What you will do
Reproduce, word for word, the part of the records that opens at their very start and closes with the line containing "x=1068, y=123", including both ends.

Extracted data entries:
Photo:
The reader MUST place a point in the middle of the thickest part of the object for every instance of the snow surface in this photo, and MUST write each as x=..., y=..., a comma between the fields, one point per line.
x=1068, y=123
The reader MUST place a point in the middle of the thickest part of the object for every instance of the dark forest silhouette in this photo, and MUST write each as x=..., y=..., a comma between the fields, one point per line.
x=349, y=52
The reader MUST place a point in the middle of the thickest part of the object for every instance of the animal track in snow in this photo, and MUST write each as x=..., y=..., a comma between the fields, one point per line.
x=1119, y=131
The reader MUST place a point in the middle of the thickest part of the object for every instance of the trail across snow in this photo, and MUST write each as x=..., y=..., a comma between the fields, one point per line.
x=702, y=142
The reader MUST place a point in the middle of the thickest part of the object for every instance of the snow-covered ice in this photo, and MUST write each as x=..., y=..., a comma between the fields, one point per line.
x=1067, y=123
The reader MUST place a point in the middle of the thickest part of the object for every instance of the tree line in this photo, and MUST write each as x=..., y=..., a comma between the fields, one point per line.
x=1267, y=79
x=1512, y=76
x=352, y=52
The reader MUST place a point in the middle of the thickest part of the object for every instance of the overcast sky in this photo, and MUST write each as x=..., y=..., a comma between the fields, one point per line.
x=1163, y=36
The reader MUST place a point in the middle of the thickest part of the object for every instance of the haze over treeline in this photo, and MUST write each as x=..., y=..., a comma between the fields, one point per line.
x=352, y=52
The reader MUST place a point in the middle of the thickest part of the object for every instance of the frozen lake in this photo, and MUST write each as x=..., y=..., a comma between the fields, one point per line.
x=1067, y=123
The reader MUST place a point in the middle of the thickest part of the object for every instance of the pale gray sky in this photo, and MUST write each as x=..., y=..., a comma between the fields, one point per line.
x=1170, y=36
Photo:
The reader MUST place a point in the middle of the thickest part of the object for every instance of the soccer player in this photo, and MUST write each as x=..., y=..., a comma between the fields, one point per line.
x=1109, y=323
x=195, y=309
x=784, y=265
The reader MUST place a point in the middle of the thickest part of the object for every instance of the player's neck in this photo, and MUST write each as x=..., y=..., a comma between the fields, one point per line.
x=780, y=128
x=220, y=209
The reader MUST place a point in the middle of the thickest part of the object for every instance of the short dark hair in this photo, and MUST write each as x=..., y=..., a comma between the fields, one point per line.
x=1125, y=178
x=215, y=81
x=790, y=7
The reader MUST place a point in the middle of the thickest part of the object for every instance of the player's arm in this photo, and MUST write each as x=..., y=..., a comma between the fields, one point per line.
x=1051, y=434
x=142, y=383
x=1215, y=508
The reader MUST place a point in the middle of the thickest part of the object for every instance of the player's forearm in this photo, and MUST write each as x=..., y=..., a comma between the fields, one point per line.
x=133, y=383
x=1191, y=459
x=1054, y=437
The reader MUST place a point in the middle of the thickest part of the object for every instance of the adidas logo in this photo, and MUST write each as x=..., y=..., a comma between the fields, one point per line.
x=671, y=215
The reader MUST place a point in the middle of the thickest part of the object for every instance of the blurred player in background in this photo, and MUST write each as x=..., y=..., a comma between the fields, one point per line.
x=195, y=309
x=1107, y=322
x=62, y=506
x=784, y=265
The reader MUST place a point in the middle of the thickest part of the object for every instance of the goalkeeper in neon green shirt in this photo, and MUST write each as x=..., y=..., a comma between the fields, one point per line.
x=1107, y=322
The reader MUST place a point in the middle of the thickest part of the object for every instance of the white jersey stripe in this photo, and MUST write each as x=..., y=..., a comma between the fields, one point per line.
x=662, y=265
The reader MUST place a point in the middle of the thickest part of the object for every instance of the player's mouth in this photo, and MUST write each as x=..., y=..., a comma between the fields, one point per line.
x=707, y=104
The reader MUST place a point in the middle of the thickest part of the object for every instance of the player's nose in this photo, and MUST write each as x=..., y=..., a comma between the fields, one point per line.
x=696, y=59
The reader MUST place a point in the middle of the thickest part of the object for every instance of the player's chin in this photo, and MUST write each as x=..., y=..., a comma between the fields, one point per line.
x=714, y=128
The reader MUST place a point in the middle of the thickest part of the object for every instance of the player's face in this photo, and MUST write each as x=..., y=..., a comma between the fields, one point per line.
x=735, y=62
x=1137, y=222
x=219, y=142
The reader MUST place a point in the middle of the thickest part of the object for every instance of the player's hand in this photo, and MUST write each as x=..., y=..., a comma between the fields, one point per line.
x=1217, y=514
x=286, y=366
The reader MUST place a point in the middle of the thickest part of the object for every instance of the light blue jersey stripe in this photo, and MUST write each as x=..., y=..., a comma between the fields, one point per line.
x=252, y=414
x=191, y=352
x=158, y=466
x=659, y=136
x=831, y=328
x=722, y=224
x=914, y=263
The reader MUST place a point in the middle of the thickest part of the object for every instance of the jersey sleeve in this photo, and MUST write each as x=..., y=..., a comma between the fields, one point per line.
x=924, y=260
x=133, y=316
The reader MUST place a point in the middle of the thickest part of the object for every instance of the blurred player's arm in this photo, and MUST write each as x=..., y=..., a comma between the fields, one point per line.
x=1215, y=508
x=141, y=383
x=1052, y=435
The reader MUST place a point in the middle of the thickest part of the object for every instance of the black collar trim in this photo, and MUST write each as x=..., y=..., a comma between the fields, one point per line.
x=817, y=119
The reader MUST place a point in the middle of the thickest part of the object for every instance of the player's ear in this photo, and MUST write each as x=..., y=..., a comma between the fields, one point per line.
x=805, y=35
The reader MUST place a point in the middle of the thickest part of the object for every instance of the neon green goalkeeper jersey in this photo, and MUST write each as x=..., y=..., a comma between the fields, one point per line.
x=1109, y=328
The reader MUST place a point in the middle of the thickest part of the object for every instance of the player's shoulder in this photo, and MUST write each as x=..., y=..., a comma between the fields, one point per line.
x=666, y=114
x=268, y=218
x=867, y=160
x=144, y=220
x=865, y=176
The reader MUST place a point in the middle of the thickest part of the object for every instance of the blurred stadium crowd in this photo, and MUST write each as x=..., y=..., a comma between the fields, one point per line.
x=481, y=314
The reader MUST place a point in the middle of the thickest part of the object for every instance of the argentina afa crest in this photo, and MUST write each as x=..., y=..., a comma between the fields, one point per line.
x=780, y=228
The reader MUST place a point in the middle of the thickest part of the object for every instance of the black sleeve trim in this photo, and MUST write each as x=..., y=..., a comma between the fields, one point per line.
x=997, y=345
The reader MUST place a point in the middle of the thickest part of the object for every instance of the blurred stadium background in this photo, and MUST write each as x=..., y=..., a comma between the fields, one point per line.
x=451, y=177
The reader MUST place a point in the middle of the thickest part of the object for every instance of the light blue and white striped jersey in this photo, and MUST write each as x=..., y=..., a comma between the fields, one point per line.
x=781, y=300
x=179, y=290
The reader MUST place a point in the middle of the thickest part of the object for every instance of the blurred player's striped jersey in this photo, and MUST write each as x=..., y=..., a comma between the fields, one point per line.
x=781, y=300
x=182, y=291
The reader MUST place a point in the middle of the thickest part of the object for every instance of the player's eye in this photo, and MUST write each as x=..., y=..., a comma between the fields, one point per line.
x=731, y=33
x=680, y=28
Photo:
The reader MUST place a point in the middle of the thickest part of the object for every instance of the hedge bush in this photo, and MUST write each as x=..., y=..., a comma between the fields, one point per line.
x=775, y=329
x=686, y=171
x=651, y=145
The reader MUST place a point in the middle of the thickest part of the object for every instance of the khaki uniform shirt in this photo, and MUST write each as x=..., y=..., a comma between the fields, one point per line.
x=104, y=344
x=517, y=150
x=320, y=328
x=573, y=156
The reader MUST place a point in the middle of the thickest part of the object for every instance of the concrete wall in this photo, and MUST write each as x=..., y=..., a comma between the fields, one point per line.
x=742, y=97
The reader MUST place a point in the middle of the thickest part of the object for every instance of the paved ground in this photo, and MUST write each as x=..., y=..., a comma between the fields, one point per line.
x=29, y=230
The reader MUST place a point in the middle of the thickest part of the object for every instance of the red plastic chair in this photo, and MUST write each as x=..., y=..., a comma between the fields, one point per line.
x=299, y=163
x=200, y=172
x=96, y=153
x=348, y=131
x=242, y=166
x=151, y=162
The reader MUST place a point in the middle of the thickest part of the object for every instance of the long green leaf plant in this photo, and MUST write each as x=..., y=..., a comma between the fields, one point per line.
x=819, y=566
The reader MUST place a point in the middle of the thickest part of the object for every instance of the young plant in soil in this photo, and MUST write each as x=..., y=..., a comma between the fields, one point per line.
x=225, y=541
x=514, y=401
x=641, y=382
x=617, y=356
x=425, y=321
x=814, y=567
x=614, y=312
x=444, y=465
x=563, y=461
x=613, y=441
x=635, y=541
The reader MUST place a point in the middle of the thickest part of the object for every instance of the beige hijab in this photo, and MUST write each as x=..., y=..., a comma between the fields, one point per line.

Output for this task
Photo:
The reader MUST place a point in the middle of the thickest part of the object for every instance of the snow surface in this photo, and MUST write each as x=..., y=..., a comma between the fields, one point per line.
x=1068, y=123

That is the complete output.